Brano del documento:
Era la domanda standard dei miei, prima ancora del buongiorno, la domenica mattina, ma qualche volta anche in mezzo alla settimana.
La mia risposta era liberamente ispirata al volantino dell'Eurospin, con l'offerta a 2 euro e 99 invece di scrivere 3.
Al supermercato forse funzionava.
Pensavo avrebbe funzionato anche con i miei se avessi detto loro che ero tornato alle 2 e 50 invece che alle 3.
Per un genitore non cambia nulla invece, sarà sempre e comunque troppo tardi e sopratutto incomprensibile
-e che hai fatto?
Livello di difficoltà della domanda: facile
Livello di difficoltà della risposta: facile
Livello di difficoltà nel comprendere questa risposta per un genitore: apocalisse zombie
-Ma niente, il solito, in giro, abbiamo parlato...
-Fino alle 3? Ma cosa avevate da dire fino alle 3? Ma non potete parlare di giorno?
"... di notte le parole scorrono più lente, però è molto più facile parlare con la gente... "
Si avremmo potuto
Ma sarebbe stato come chiedere a Spiderman di salvare New York vestito da Peter Parker. Potrebbe. Ma non può, e comunque non lo farebbe allo stesso modo.

Materiale fornito:
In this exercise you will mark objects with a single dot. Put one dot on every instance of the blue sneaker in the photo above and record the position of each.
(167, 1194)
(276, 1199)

Da svolgere:
- 1) Trascrivi senza modifiche la parte del brano che si apre con le parole contenenti "Per un genitore non" e si chiude con "parlare di giorno?".
- 2) Nel brano, a quale volantino si ispirava la risposta data ai genitori?
- 3) Riprendi il brano sul rientro a casa a notte fonda dal punto in cui si interrompe.
L'elenco non ha alcun legame con il brano.

Risposte agli esercizi:
- 1)
Per un genitore non cambia nulla invece, sarà sempre e comunque troppo tardi e sopratutto incomprensibile
-e che hai fatto?
Livello di difficoltà della domanda: facile
Livello di difficoltà della risposta: facile
Livello di difficoltà nel comprendere questa risposta per un genitore: apocalisse zombie
-Ma niente, il solito, in giro, abbiamo parlato...
-Fino alle 3? Ma cosa avevate da dire fino alle 3? Ma non potete parlare di giorno?

- 2) Al volantino dell'Eurospin.

- 3)
In questi mesi di coprifuoco spesso ho pensato a come sarei io oggi e come sarebbero i miei amici, senza le ore passate a parlare di notte, davanti ad un cornettaro o in macchina, al demetra o di fronte a "storie" a fare chiacchiere con sconosciuti, imbucarsi alle feste, prendere un palo dalla ragazza che ti piace e tu che ti eri preparato tutto il discorsetto, partecipare a concerti di cover band di cui ancora parli con i tuoi miei amici, salutarsi e mentre ti saluti riprendi a parlare e passa un'altra mezz'ora e davvero non te ne rendi conto del tempo che passa.
Non si può spiegare. Di notte è diverso.
L'ombra della notte illumina posti, angoli della città, che di giorno, al sole non vedi.
Il buio rende le persone meno timide e un po' più interessanti.
Sotto il coprifuoco dei ragazzi degli ultimi mesi c'è una brace che non vede l'ora di bruciare. E a me dispiace davvero tanto e non li invidio affatto.
"la notte fa il suo gioco e serve anche a quello, a far sembrare tutto un po' più bello"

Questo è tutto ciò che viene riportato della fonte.